→ Document section:
1. Know where you stand.
Check-in with yourself and what your own personal boundaries may be. The variables are constantly changing, and knowing where you stand personally can help you to make informed decisions.
2. Know where others stand.
Family members and peers may have different comfortability levels and this may change, so you may have to check in more than once. As you are constantly changing the level of comfortability, so will others around you. You may know people who were following strict COVID protocol and then did not (or vice versa). Reiterate to others where you stand, so that they are aware, as well, and do not put yourself in uncomfortable circumstances.
3. Learn to say “No”.
It's natural to waiver on social decisions these days. One of the biggest challenges of the COVID summer has been inconsistent messaging, which leads to people having various levels of comfortability of personal risk. You may make a decision that feels comfortable in the moment, but as you sit with it, you may change your mind...OR you may not realize the anxiety that it is causing.

[Gathered data]
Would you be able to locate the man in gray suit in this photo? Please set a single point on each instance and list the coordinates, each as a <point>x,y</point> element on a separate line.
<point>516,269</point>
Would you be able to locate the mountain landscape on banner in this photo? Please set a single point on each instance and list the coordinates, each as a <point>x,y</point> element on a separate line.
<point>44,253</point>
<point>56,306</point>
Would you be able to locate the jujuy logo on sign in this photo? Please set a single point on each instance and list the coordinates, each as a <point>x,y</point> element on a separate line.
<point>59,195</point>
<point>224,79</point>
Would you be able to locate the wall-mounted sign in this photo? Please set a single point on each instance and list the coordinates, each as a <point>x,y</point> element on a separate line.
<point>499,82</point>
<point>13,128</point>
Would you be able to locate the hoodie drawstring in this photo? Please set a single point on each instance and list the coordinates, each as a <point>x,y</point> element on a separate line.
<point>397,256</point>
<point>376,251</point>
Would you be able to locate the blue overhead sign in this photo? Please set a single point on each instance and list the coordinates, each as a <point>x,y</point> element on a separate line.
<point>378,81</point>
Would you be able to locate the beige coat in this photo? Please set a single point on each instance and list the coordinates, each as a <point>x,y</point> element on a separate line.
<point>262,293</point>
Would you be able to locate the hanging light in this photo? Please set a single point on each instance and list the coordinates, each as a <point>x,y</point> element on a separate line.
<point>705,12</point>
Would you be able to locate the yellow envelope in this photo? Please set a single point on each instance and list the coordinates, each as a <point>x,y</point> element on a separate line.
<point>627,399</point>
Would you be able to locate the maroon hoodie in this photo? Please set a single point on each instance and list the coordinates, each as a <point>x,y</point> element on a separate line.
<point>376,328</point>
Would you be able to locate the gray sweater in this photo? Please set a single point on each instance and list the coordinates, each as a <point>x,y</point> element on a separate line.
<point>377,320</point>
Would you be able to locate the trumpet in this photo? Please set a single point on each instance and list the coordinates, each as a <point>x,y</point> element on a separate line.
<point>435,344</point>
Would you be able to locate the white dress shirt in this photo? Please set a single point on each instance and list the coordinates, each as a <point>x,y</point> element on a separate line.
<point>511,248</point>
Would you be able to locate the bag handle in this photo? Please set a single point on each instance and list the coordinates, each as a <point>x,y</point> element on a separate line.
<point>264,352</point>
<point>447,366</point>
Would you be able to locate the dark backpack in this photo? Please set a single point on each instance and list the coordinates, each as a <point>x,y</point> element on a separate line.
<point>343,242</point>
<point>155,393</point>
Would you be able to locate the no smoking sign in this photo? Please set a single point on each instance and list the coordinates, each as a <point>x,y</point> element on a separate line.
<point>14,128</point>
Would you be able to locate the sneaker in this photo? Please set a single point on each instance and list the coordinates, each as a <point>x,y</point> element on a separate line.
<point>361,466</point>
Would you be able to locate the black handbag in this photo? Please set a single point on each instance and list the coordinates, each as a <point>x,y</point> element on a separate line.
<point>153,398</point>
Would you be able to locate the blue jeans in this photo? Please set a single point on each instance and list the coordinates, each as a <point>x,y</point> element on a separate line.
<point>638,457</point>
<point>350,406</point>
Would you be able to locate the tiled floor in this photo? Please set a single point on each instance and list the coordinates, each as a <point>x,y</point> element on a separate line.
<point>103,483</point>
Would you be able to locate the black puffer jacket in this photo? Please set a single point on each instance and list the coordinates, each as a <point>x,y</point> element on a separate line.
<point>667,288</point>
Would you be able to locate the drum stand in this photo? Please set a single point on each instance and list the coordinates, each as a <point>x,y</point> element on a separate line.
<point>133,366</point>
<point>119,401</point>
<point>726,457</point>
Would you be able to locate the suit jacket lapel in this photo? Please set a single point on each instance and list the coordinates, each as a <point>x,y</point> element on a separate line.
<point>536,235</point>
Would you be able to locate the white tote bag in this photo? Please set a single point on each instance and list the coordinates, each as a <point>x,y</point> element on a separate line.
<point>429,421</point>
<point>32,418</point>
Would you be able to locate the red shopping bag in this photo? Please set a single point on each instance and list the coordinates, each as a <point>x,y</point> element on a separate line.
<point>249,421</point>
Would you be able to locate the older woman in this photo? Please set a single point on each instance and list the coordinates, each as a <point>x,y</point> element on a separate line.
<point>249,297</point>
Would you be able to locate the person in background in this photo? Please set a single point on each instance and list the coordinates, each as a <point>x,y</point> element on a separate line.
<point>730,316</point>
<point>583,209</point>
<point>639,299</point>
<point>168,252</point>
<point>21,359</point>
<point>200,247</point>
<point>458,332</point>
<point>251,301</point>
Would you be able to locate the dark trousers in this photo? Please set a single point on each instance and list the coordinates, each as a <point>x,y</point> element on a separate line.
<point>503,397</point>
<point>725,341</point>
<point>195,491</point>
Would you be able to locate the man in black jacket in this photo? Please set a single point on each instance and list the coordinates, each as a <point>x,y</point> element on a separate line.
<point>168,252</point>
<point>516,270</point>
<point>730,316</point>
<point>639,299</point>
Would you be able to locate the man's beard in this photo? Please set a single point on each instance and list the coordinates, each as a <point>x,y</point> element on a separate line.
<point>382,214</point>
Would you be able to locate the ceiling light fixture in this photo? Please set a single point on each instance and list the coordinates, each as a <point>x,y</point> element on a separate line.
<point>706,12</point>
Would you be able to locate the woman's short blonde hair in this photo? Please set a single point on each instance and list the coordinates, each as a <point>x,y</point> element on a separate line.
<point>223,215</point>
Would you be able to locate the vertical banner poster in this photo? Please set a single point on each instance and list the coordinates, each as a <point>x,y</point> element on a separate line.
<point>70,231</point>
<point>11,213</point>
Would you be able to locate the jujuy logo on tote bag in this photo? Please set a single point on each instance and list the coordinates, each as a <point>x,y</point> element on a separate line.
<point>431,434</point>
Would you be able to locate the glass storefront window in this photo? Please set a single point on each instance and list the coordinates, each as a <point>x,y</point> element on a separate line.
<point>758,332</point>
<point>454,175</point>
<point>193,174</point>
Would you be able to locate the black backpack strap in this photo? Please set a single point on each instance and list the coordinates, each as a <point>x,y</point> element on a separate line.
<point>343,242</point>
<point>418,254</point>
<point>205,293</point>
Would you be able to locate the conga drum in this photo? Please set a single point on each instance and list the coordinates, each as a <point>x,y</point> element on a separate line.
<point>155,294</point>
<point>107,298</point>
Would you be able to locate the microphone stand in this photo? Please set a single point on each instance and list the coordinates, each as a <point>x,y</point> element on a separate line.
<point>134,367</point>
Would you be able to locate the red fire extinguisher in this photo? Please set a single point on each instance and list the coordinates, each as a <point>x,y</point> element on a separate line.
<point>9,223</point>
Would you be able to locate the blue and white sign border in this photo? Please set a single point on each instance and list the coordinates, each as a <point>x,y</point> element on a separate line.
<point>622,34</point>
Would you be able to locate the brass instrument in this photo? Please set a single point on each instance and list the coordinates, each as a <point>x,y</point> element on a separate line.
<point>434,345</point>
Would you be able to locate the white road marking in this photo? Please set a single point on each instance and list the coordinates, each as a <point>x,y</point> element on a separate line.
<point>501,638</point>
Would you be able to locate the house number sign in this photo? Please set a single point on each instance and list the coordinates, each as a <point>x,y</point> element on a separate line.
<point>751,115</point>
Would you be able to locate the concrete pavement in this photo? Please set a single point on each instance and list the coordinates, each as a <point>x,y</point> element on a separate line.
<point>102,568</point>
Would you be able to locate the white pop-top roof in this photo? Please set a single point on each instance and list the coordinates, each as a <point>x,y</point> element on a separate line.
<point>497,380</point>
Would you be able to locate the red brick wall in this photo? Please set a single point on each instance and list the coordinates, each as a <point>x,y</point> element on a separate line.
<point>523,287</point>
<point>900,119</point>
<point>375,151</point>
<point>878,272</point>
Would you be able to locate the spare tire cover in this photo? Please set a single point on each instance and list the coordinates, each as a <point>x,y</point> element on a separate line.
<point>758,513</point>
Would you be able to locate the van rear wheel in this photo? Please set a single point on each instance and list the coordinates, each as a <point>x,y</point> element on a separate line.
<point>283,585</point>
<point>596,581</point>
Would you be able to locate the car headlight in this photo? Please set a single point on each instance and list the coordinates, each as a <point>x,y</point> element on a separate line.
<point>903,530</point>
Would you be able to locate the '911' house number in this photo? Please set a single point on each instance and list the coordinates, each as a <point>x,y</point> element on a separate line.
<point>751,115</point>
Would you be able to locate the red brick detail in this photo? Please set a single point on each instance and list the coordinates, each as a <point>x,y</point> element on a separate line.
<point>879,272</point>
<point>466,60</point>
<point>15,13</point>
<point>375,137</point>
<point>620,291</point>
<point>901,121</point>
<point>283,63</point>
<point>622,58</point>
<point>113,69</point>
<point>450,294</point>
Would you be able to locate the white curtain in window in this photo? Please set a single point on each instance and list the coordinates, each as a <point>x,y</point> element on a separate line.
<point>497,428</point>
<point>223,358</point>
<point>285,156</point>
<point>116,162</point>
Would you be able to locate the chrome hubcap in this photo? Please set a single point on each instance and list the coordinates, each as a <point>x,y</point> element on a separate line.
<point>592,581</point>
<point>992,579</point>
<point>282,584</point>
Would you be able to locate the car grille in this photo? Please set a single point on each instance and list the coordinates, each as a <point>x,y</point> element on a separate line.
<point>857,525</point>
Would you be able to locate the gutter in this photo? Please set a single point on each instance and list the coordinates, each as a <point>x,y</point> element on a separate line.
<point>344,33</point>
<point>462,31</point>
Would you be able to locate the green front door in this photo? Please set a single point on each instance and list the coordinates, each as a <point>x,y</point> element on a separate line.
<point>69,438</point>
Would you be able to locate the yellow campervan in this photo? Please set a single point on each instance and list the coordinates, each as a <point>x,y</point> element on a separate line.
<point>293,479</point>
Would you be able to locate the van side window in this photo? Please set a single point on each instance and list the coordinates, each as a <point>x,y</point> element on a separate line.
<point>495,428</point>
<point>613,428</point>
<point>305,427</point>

→ Requirement 1:
Repeat the part of the text on COVID-era personal boundaries starting with "2. Know where" and going on through "it is causing.".
→ Requirement 2:
Write what comes next in the text on COVID-era personal boundaries, picking up after its last sentence.
Nothing in these lines matters for the work here.

→ Task result 1:
2. Know where others stand.
Family members and peers may have different comfortability levels and this may change, so you may have to check in more than once. As you are constantly changing the level of comfortability, so will others around you. You may know people who were following strict COVID protocol and then did not (or vice versa). Reiterate to others where you stand, so that they are aware, as well, and do not put yourself in uncomfortable circumstances.
3. Learn to say “No”.
It's natural to waiver on social decisions these days. One of the biggest challenges of the COVID summer has been inconsistent messaging, which leads to people having various levels of comfortability of personal risk. You may make a decision that feels comfortable in the moment, but as you sit with it, you may change your mind...OR you may not realize the anxiety that it is causing.

→ Task result 2:
Trust your gut. If it feels too uncomfortable, it's ok to renege. It will be much better in the long run rather than dealing with the residual anxiety you may endure after participating in an event that did not feel safe.
The level of risk during COVID is different for everyone. This is dependent on your health status, where you live, and the health status of others around you. Saying “no” may make you feel like you are disappointing others around you, but it is likely not and it’s more important to feel safe and stay safe. Try to accept that this going to be a part of life right now.
4. Give yourself time.
A constant negotiation of boundaries is stressful! Especially, when those boundaries are around everyday decision making, it can feel exhausting. Give yourself some time. Not all decisions need to be finite. You may need more time to weigh out a decision.
5. Maintain routines.
Routines are important for everyone. They give us a sense of purpose and accountability. They also serve as a coping skill, especially when our minds tend to wander and teeter on negative thinking. Routines keep our minds focused and decrease anxiety-provoking stimuli.
6. Take breaks.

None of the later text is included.